╔══

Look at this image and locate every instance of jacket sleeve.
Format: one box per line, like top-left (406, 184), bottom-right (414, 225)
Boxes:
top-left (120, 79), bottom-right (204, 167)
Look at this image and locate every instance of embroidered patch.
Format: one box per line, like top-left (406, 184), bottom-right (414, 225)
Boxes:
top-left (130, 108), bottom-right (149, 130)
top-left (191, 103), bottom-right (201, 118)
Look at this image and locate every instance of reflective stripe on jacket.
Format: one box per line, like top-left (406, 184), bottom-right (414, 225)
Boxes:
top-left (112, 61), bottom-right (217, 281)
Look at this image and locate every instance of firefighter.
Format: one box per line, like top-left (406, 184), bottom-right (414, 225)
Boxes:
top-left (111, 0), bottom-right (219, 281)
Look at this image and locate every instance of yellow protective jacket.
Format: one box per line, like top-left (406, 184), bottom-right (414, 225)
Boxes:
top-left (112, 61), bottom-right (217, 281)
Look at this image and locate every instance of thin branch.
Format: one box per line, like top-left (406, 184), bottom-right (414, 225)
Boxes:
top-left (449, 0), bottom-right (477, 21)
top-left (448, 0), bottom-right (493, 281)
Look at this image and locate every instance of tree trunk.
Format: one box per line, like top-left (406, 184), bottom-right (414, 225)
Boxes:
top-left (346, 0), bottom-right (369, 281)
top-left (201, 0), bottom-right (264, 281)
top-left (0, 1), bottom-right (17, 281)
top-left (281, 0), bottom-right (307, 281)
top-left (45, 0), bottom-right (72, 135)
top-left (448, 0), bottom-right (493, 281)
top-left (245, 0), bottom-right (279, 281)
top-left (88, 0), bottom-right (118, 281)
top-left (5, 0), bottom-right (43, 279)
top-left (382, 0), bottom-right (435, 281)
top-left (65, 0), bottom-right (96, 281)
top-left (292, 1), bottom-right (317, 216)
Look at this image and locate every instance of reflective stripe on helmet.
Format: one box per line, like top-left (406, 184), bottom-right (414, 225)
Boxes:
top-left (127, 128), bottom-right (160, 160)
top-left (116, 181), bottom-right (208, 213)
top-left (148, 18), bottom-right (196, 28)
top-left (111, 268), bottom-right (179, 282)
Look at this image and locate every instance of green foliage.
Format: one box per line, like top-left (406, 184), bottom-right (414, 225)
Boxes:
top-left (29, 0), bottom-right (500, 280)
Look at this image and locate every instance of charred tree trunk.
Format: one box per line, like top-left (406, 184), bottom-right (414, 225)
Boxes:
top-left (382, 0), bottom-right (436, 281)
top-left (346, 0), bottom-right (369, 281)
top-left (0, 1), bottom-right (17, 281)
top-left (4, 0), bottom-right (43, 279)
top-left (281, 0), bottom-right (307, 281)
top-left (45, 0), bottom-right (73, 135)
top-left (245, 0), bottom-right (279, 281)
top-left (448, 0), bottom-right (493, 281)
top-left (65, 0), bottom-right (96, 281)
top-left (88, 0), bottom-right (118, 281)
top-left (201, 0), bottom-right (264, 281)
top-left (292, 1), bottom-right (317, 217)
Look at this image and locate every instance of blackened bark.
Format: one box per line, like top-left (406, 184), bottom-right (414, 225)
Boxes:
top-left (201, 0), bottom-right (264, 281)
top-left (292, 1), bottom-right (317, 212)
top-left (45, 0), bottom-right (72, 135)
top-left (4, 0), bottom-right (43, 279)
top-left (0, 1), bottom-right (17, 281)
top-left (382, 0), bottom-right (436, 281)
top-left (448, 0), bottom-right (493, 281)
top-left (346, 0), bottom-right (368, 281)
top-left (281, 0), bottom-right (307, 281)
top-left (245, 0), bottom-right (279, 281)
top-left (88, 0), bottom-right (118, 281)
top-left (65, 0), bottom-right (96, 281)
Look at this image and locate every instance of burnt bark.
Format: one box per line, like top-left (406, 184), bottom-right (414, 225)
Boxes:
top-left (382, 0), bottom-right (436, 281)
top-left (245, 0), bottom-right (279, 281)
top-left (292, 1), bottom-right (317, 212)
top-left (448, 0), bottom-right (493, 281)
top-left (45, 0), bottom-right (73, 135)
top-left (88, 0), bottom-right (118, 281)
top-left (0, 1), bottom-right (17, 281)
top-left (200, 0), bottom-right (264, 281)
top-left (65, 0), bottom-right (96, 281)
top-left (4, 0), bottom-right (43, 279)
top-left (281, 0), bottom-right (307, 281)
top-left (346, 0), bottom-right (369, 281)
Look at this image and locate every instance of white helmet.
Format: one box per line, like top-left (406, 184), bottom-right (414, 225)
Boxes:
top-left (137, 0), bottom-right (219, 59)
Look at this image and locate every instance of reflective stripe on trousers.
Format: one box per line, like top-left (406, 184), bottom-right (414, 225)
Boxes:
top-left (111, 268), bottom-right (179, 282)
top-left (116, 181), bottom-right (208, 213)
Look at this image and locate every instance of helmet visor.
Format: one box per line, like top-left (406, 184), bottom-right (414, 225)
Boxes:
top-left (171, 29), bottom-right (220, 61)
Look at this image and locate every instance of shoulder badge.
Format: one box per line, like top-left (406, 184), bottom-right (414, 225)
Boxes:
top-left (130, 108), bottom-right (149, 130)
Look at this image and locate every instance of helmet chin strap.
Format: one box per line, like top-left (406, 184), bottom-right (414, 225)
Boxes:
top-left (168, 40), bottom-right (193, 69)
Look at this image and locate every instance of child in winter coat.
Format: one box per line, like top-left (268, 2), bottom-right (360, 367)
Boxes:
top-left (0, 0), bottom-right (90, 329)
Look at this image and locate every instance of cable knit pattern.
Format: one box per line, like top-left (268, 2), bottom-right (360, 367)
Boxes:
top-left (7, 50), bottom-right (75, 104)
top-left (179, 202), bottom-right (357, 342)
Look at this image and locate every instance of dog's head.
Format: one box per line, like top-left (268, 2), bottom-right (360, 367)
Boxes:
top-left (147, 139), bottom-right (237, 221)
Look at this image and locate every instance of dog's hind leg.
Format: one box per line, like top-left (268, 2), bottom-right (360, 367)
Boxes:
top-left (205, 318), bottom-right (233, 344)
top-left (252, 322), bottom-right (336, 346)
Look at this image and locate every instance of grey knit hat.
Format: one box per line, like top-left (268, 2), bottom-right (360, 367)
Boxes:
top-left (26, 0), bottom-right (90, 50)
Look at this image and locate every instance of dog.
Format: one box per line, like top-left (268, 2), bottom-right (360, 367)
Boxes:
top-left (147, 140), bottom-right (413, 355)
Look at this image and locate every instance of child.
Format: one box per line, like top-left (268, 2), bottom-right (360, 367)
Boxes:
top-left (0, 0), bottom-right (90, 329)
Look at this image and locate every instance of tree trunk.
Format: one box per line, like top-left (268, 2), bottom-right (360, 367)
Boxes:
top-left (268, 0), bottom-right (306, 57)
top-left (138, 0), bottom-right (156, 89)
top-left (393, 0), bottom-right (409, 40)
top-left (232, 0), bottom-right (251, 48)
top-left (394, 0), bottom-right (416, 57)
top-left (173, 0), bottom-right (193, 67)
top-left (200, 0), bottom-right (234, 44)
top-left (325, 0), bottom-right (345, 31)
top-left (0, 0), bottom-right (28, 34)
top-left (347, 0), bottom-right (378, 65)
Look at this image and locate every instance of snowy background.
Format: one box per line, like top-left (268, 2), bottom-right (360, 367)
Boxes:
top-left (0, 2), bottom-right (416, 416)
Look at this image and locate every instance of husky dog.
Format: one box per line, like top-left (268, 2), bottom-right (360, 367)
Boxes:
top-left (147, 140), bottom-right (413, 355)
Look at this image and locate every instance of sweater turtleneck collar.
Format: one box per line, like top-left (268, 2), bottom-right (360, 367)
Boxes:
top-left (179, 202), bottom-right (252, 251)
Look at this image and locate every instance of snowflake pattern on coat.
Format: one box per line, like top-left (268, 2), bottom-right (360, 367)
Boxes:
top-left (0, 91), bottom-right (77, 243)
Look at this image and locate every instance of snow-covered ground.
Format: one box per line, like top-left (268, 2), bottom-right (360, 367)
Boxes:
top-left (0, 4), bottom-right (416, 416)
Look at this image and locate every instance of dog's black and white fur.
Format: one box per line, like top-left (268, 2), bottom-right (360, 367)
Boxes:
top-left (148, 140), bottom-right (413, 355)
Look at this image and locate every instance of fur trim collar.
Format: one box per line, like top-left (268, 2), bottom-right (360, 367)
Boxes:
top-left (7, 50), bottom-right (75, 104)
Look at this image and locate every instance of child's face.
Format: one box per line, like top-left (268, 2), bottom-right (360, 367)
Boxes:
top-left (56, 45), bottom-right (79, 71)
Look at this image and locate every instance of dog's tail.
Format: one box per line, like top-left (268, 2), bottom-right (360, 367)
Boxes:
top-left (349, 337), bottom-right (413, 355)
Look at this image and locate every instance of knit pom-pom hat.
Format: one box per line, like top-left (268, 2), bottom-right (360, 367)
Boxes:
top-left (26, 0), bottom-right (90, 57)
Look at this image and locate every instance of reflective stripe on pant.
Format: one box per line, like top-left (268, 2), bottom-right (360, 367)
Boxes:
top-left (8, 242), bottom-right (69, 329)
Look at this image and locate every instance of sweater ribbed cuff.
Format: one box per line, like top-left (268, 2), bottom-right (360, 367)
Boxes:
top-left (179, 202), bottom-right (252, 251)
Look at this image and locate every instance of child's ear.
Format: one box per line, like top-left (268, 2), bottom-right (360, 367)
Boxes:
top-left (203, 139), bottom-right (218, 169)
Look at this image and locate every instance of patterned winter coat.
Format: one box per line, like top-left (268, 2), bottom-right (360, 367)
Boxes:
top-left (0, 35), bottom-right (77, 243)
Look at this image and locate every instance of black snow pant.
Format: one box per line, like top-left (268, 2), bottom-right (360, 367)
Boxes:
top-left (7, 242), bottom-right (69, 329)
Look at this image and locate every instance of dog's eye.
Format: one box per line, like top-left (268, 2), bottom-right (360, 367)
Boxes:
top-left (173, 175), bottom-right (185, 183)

╚══

> _WHAT IS BEING ASKED_
Give exactly the lines from the one with "Look at this image and locate every instance of dog's black" to the end of the entries, nothing before them.

> _FINISHED ANSWER_
Look at this image and locate every instance of dog's black and white fur.
Format: one box per line, like top-left (268, 2), bottom-right (360, 367)
Boxes:
top-left (148, 140), bottom-right (413, 355)
Look at this image and locate every instance of fur trim collar.
Format: one box per line, like top-left (268, 2), bottom-right (360, 367)
Boxes:
top-left (7, 50), bottom-right (75, 104)
Look at this image and locate every instance of child's face.
Format: one box per line, like top-left (268, 2), bottom-right (360, 367)
Boxes:
top-left (56, 45), bottom-right (79, 71)
Look at this image and locate every instance of dog's tail.
Format: one box per line, like top-left (268, 2), bottom-right (360, 367)
Boxes:
top-left (349, 337), bottom-right (413, 355)
Look at this image and locate every instance of knit pom-pom hat.
Format: one box per line, like top-left (268, 2), bottom-right (360, 367)
Boxes:
top-left (26, 0), bottom-right (90, 57)
Look at this image and locate every instance of reflective stripe on pant.
Format: one box per line, like top-left (268, 2), bottom-right (360, 367)
Boxes:
top-left (8, 242), bottom-right (69, 329)
Look at this image and locate every instance of sweater ribbed cuff.
Format: one box per line, like top-left (268, 2), bottom-right (360, 367)
Boxes:
top-left (179, 202), bottom-right (252, 251)
Look at this image and locate every instance of child's ear.
Format: one box per line, like top-left (268, 2), bottom-right (360, 367)
Boxes:
top-left (203, 139), bottom-right (218, 169)
Look at this image and locate every instance of patterned winter coat.
Format: one box per line, like top-left (268, 2), bottom-right (360, 367)
Boxes:
top-left (0, 35), bottom-right (77, 243)
Look at this image and locate every instance of black snow pant.
Format: one box per line, like top-left (268, 2), bottom-right (360, 367)
Boxes:
top-left (7, 242), bottom-right (69, 329)
Look at this image and locate every instance of dog's eye.
Format: one box per line, like top-left (268, 2), bottom-right (360, 367)
Boxes:
top-left (173, 175), bottom-right (185, 183)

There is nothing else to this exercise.